## Consegne di lavoro
- a) Riassumi in due frasi il brano proposto.
- b) Estrai dal brano proposto, senza alcuna modifica, il passo che va da "Paolo missionario a" a "in una cesta.".

Atti degli Apostoli – Capitolo 9

Saulo vede la gloria di Gesù Risorto 1Saulo, spirando ancora minacce e stragi contro i discepoli del Signore, si presentò al sommo sacerdote 2e gli chiese lettere per le sinagoghe di Damasco, al fine di essere autorizzato a condurre in catene a Gerusalemme tutti quelli che avesse trovato, uomini e donne, appartenenti a questa Via. 3E avvenne che, mentre era in viaggio e stava per avvicinarsi a Damasco, all’improvviso lo avvolse una luce dal cielo 4e, cadendo a terra, udì una voce che gli diceva: «Saulo, Saulo, perché mi perséguiti?». 5Rispose: «Chi sei, o Signore?». Ed egli: «Io sono Gesù, che tu perséguiti! 6Ma tu àlzati ed entra nella città e ti sarà detto ciò che devi fare». 7Gli uomini che facevano il cammino con lui si erano fermati ammutoliti, sentendo la voce, ma non vedendo nessuno. 8Saulo allora si alzò da terra ma, aperti gli occhi, non vedeva nulla. Così, guidandolo per mano, lo condussero a Damasco. 9Per tre giorni rimase cieco e non prese né cibo né bevanda. 10C’era a Damasco un discepolo di nome Anania. Il Signore in una visione gli disse: «Anania!». Rispose: «Eccomi, Signore!». 11E il Signore a lui: «Su, va’ nella strada chiamata Diritta e cerca nella casa di Giuda un tale che ha nome Saulo, di Tarso; ecco, sta pregando 12e ha visto in visione un uomo, di nome Anania, venire a imporgli le mani perché recuperasse la vista». 13Rispose Anania: «Signore, riguardo a quest’uomo ho udito da molti quanto male ha fatto ai tuoi fedeli a Gerusalemme. 14Inoltre, qui egli ha l’autorizzazione dei capi dei sacerdoti di arrestare tutti quelli che invocano il tuo nome». 15Ma il Signore gli disse: «Va’, perché egli è lo strumento che ho scelto per me, affinché porti il mio nome dinanzi alle nazioni, ai re e ai figli d’Israele; 16e io gli mostrerò quanto dovrà soffrire per il mio nome». 17Allora Anania andò, entrò nella casa, gli impose le mani e disse: «Saulo, fratello, mi ha mandato a te il Signore, quel Gesù che ti è apparso sulla strada che percorrevi, perché tu riacquisti la vista e sia colmato di Spirito Santo». 18E subito gli caddero dagli occhi come delle squame e recuperò la vista. Si alzò e venne battezzato, 19poi prese cibo e le forze gli ritornarono.

Paolo missionario a Damasco Rimase alcuni giorni insieme ai discepoli che erano a Damasco, 20e subito nelle sinagoghe annunciava che Gesù è il Figlio di Dio. 21E tutti quelli che lo ascoltavano si meravigliavano e dicevano: «Non è lui che a Gerusalemme infieriva contro quelli che invocavano questo nome ed era venuto qui precisamente per condurli in catene ai capi dei sacerdoti?». 22Saulo frattanto si rinfrancava sempre di più e gettava confusione tra i Giudei residenti a Damasco, dimostrando che Gesù è il Cristo. 23Trascorsero così parecchi giorni e i Giudei deliberarono di ucciderlo, 24ma Saulo venne a conoscenza dei loro piani. Per riuscire a eliminarlo essi sorvegliavano anche le porte della città, giorno e notte; 25ma i suoi discepoli, di notte, lo presero e lo fecero scendere lungo le mura, calandolo giù in una cesta.

## Dati disponibili
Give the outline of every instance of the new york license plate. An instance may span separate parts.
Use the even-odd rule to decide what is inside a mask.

## In risposta
- a) Mentre si recava a Damasco con le lettere del sommo sacerdote per condurre in catene i discepoli, Saulo fu avvolto da una luce dal cielo, udì la voce di Gesù e rimase cieco per tre giorni, finché Anania, mandato dal Signore, gli impose le mani e gli fece recuperare la vista. Dopo il battesimo, Saulo annunciò nelle sinagoghe di Damasco che Gesù è il Figlio di Dio e, quando i Giudei deliberarono di ucciderlo, i discepoli lo fecero scendere di notte lungo le mura in una cesta.

- b)
Paolo missionario a Damasco Rimase alcuni giorni insieme ai discepoli che erano a Damasco, 20e subito nelle sinagoghe annunciava che Gesù è il Figlio di Dio. 21E tutti quelli che lo ascoltavano si meravigliavano e dicevano: «Non è lui che a Gerusalemme infieriva contro quelli che invocavano questo nome ed era venuto qui precisamente per condurli in catene ai capi dei sacerdoti?». 22Saulo frattanto si rinfrancava sempre di più e gettava confusione tra i Giudei residenti a Damasco, dimostrando che Gesù è il Cristo. 23Trascorsero così parecchi giorni e i Giudei deliberarono di ucciderlo, 24ma Saulo venne a conoscenza dei loro piani. Per riuscire a eliminarlo essi sorvegliavano anche le porte della città, giorno e notte; 25ma i suoi discepoli, di notte, lo presero e lo fecero scendere lungo le mura, calandolo giù in una cesta.